▶

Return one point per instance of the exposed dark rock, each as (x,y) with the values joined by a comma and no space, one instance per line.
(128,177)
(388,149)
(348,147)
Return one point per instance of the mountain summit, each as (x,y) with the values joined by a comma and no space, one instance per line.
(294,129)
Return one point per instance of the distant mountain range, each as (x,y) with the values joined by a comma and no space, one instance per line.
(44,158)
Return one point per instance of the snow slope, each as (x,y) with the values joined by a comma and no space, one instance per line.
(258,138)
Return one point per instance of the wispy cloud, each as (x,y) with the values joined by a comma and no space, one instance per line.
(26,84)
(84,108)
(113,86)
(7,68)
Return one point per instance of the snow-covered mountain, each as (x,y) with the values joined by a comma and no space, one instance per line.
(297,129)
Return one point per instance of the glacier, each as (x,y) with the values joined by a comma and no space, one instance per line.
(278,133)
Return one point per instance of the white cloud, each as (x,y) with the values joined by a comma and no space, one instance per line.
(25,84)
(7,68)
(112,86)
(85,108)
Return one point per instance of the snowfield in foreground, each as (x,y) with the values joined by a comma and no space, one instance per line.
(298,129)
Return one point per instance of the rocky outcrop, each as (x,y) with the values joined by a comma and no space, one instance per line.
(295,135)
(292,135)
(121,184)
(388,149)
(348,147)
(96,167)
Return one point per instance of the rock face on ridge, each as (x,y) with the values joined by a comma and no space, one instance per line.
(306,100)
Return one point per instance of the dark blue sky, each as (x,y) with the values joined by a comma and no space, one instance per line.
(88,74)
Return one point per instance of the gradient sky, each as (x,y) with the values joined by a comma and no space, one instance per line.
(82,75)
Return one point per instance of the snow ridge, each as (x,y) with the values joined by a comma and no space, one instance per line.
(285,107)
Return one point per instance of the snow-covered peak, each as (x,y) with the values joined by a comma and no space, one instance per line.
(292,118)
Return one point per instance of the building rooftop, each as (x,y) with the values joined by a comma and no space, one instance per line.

◀

TASK TO COMPLETE: Copy exactly the lines of the listing above, beginning at the line with "Return one point per instance of the snow ridge, each" and ending at its final line; write out nothing else.

ANSWER SECTION:
Return one point per instance of the snow ridge, each as (x,y) with the values joined by a comma and no space, one instance per line.
(285,107)
Return one point per instance of the snow-covered peak, each as (x,y) with the values joined by a comma and no space, one instance per line.
(292,118)
Return one point per instance of the building rooftop, each as (x,y) with the values joined by a comma and no space, one instance per line.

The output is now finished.